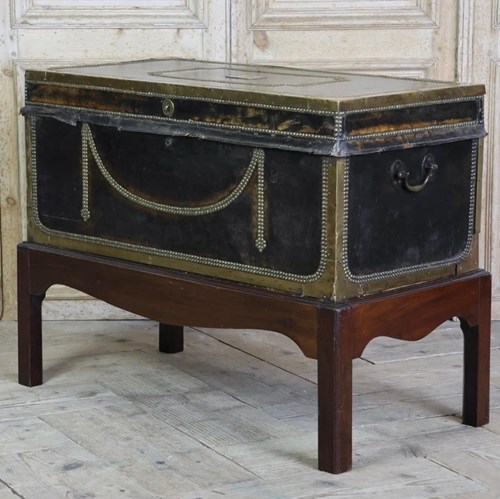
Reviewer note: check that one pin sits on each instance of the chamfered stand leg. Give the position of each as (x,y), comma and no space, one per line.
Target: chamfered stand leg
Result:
(334,391)
(171,338)
(334,333)
(476,398)
(29,311)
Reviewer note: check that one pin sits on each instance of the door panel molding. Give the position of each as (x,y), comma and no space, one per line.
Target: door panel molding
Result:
(110,14)
(356,14)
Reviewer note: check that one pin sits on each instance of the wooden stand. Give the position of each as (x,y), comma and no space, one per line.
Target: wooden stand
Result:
(334,333)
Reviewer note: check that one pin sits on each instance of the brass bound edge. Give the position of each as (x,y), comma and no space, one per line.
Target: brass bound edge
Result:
(232,266)
(457,259)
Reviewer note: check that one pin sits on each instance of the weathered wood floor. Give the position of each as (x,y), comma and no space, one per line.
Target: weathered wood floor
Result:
(235,416)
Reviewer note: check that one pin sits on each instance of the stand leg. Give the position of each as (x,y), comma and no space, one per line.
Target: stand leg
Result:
(334,392)
(477,361)
(171,338)
(29,326)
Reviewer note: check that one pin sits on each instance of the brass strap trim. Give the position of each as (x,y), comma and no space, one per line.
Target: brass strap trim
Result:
(186,257)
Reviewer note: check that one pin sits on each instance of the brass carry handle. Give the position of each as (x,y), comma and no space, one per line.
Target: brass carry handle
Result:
(399,171)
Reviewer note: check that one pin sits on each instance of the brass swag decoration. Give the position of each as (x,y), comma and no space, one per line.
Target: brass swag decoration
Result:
(256,164)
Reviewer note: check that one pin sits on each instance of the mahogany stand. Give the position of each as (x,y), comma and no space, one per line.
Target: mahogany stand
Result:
(334,333)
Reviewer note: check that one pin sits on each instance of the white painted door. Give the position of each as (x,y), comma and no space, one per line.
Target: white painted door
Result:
(420,38)
(44,33)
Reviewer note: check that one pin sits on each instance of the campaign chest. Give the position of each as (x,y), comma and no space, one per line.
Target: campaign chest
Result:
(316,183)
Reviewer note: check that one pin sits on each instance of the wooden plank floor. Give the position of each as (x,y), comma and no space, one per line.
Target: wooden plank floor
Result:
(234,416)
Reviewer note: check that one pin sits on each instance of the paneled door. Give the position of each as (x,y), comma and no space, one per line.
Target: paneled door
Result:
(441,39)
(44,33)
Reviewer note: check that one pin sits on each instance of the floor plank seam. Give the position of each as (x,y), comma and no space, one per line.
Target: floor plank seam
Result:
(254,356)
(12,489)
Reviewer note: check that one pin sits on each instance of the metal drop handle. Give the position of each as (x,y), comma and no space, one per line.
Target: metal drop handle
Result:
(429,166)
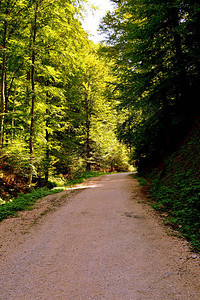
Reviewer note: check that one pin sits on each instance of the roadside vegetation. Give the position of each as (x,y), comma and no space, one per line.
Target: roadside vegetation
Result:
(156,48)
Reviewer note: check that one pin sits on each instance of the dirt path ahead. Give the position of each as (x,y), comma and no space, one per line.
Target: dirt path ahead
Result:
(104,244)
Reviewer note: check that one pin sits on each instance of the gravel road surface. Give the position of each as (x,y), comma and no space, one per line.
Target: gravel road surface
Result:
(105,243)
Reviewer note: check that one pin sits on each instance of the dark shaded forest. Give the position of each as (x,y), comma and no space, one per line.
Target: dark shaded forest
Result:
(156,46)
(69,106)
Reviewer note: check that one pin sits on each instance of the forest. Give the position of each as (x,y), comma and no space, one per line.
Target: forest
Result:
(70,106)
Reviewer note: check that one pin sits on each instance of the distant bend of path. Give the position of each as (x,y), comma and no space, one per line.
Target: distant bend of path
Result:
(104,244)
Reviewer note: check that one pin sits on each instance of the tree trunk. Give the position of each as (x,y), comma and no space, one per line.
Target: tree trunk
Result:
(3,79)
(47,166)
(32,78)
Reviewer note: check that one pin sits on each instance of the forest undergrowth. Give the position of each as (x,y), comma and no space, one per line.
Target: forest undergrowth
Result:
(175,189)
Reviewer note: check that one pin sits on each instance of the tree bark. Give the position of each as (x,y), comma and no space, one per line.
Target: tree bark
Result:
(32,78)
(3,78)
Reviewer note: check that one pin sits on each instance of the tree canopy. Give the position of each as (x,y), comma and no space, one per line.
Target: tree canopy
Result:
(156,49)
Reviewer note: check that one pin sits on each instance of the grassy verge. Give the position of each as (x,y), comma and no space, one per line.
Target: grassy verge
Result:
(175,190)
(81,177)
(26,201)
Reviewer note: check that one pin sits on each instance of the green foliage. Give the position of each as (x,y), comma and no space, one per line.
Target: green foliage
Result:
(56,103)
(156,71)
(24,202)
(81,176)
(176,190)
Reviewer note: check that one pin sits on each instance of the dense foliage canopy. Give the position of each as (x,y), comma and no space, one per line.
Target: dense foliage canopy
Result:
(157,48)
(57,112)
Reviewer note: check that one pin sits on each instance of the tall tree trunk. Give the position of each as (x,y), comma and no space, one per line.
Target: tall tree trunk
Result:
(182,83)
(32,78)
(3,78)
(47,158)
(88,155)
(47,165)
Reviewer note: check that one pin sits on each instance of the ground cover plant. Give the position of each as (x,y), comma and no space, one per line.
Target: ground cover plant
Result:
(176,190)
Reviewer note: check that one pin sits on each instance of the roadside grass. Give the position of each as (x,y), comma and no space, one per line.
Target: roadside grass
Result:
(81,177)
(26,201)
(175,190)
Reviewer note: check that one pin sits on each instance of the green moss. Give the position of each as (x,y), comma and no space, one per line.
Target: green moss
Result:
(24,202)
(176,189)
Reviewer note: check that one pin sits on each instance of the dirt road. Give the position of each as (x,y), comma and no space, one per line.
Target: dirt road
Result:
(103,244)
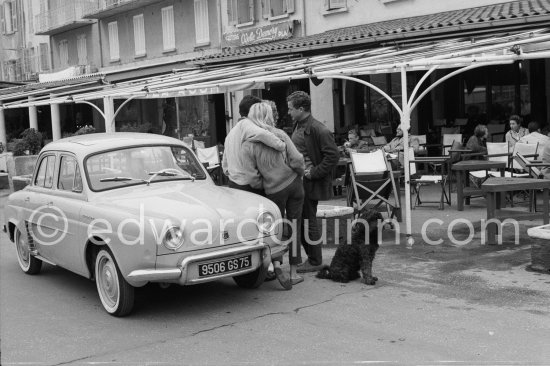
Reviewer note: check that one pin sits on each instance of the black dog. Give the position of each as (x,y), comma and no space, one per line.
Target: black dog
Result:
(349,259)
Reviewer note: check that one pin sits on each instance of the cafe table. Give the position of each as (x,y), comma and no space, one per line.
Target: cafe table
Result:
(462,169)
(496,188)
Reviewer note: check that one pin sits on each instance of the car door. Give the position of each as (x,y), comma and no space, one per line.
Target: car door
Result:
(66,246)
(36,205)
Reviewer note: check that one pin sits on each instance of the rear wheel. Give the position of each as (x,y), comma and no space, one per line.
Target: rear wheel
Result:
(252,279)
(117,295)
(28,263)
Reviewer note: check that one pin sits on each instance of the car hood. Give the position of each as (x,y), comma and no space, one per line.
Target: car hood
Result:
(208,213)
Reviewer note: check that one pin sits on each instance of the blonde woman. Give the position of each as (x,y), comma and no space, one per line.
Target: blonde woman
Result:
(281,177)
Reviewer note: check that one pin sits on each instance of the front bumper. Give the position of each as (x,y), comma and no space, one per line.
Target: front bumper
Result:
(186,271)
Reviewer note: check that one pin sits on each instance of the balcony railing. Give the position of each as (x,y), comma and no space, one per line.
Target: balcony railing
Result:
(64,17)
(105,8)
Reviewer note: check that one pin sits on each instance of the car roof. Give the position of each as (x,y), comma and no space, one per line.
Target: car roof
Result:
(89,143)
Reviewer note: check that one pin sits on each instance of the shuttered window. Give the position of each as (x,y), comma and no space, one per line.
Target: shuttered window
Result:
(168,33)
(275,8)
(9,17)
(202,31)
(139,35)
(240,11)
(81,49)
(335,4)
(44,56)
(63,53)
(114,54)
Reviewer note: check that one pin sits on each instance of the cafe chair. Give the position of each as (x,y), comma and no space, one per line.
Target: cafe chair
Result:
(379,140)
(418,181)
(371,184)
(534,169)
(210,158)
(496,132)
(496,151)
(527,151)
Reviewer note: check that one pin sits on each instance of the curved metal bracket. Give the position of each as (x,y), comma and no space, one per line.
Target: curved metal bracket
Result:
(93,105)
(366,83)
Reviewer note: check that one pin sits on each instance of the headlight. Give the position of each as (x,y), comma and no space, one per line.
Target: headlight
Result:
(266,222)
(173,239)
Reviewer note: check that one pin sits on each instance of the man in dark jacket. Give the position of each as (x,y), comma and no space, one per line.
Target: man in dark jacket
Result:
(316,143)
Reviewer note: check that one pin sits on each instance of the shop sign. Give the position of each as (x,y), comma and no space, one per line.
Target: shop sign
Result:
(268,33)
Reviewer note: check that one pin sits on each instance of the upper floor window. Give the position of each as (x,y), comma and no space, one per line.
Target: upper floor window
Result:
(63,53)
(335,4)
(202,31)
(277,8)
(113,41)
(81,49)
(8,16)
(168,33)
(240,12)
(139,35)
(44,56)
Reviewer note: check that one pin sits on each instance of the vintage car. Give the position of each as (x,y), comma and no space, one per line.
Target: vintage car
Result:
(126,209)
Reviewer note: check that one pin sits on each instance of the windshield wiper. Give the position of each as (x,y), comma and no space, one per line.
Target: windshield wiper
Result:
(121,179)
(170,172)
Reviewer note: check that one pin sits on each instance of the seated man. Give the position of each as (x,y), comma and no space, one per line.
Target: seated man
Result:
(535,136)
(396,145)
(354,143)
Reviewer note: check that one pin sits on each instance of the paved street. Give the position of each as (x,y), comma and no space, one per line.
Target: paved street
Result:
(432,304)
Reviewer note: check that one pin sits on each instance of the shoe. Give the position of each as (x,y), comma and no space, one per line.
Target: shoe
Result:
(308,267)
(296,280)
(283,279)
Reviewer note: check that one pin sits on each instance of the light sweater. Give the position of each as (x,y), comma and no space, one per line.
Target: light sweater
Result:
(237,165)
(278,169)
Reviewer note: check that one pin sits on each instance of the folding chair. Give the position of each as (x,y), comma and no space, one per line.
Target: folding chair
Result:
(371,183)
(528,151)
(447,141)
(496,132)
(210,158)
(379,140)
(496,151)
(417,181)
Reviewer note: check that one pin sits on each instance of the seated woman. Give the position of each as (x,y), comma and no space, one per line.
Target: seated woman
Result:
(354,143)
(396,145)
(477,143)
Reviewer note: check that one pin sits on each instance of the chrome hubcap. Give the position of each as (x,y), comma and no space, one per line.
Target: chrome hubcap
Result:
(23,250)
(108,281)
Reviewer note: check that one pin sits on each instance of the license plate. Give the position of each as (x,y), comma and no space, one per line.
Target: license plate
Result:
(226,265)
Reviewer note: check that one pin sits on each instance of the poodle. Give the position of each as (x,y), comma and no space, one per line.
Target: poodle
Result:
(349,259)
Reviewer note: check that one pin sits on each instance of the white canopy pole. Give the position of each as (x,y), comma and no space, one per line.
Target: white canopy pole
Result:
(405,125)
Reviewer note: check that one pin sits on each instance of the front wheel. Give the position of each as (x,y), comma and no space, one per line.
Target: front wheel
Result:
(28,263)
(252,279)
(117,295)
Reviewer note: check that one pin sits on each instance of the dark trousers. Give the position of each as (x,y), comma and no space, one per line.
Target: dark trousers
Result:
(247,188)
(290,201)
(309,215)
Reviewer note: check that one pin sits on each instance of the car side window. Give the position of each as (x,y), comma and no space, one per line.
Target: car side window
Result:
(44,177)
(69,175)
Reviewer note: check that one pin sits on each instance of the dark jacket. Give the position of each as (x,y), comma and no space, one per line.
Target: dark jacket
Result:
(324,155)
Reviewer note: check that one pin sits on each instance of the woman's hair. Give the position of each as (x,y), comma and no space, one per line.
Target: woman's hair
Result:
(300,99)
(262,115)
(273,109)
(480,131)
(353,132)
(516,118)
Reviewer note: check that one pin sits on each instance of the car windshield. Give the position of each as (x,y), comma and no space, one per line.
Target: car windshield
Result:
(137,165)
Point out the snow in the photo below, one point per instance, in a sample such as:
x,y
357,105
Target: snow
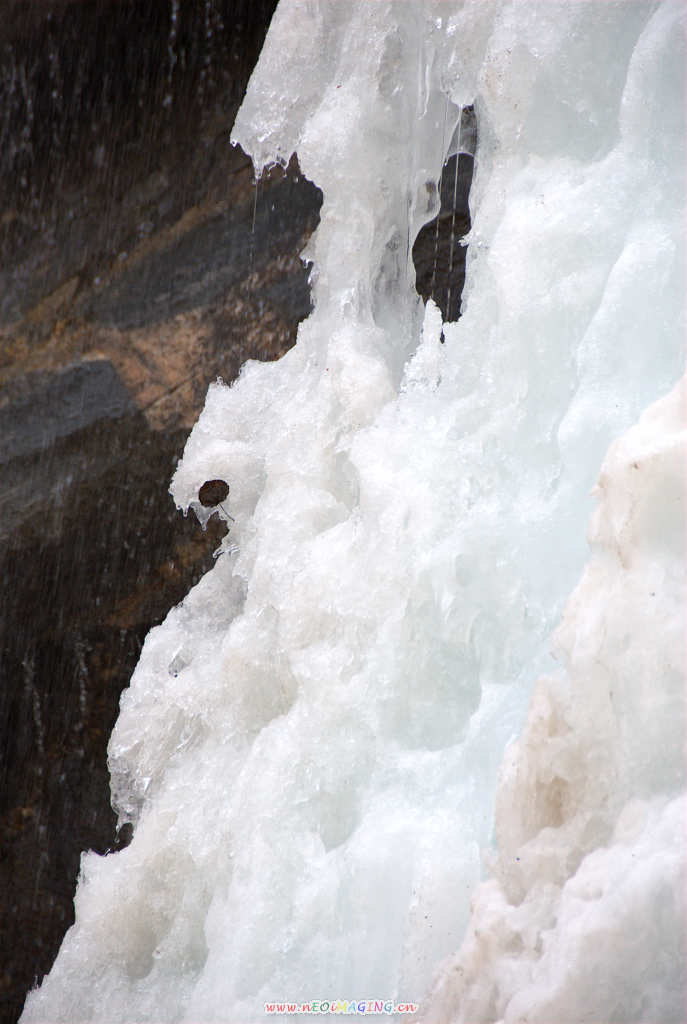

========================================

**Aim:**
Starting at the line that contains "of the woman's" and ending at the end of the entries, write those lines out again with "windshield" changed to "front window" and nothing else altered. Leave the pictures out.

**Answer for this exercise:**
Reviewer note: check that one pin sits on each instance of the woman's hair. Give the position of each as (x,y), comma and no space, one per line.
Target: woman's hair
Result:
(300,99)
(262,115)
(273,109)
(480,131)
(353,132)
(516,118)
Reviewer note: check that one pin sits on each instance of the car front window. Give the position of each as (x,y), comma and no space, one per line.
Target: car front window
Result:
(137,165)
Point out the snow in the photo below, one point per instance, in a sample such as:
x,y
357,105
Target: snow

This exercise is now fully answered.